- TASK GOAL:
Copy the data from the line containing "Would you be able to indicate the man's face" through the end, and only those lines, requests included. Multiply every coordinate in the answers by 0.5 and round to whole numbers with halves rounding up, leaving the requests unchanged.

- GIVEN DATA:

-- -- --

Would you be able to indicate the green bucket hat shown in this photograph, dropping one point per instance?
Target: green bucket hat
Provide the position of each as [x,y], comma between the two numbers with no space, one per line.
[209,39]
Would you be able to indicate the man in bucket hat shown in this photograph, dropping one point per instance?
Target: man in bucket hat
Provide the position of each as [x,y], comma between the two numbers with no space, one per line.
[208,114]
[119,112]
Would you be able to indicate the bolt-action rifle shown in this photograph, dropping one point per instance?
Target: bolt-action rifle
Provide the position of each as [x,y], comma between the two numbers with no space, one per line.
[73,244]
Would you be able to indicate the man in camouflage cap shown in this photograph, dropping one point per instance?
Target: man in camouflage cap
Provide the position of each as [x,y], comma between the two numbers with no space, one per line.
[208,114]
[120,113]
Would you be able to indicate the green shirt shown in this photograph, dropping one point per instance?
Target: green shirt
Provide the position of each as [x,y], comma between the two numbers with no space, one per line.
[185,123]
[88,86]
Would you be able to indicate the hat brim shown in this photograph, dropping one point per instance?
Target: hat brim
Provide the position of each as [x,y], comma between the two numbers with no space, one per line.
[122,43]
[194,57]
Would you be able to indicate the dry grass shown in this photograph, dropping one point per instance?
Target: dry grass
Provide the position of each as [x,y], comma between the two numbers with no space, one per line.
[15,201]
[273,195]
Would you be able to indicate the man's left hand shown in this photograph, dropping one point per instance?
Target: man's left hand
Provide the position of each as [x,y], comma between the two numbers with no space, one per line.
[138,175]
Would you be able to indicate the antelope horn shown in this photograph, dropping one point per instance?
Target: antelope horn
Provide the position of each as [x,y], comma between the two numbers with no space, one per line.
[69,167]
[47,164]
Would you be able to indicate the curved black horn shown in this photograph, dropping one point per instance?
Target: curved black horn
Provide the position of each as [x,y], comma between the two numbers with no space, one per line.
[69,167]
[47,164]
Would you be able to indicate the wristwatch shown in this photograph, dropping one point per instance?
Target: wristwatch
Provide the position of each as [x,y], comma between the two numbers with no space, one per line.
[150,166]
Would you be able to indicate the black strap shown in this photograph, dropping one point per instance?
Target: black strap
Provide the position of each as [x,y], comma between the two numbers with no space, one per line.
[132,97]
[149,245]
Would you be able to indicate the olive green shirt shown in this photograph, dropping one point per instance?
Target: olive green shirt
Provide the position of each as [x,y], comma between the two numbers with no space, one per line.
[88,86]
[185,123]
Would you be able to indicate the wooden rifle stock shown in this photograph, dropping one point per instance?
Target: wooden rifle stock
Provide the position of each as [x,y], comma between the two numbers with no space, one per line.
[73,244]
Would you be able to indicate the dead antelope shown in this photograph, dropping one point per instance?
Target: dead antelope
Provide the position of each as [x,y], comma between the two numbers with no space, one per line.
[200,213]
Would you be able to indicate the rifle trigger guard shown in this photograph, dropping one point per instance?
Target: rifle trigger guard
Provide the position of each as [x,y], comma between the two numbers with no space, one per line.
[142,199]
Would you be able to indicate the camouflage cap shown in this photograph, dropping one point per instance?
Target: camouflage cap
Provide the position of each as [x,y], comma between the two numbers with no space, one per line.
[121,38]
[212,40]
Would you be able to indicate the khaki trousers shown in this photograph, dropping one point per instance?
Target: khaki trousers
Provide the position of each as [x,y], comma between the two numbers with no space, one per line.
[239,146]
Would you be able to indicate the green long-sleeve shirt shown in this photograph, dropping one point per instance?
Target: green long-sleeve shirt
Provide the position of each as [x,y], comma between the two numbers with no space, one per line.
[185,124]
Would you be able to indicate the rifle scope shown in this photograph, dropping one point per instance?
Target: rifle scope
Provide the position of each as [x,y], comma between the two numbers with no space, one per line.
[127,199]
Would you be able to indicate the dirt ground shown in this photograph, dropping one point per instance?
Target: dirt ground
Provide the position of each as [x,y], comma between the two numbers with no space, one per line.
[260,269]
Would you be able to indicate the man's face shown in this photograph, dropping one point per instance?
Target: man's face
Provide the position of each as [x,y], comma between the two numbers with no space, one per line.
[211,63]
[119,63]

-- -- --

- ANSWER FOR THE TASK:
Would you be able to indicate the man's face shown in this photograph, dropping one point per instance?
Target: man's face
Provide the position of each as [x,y], comma between the two numbers with no space, one per line.
[106,32]
[60,32]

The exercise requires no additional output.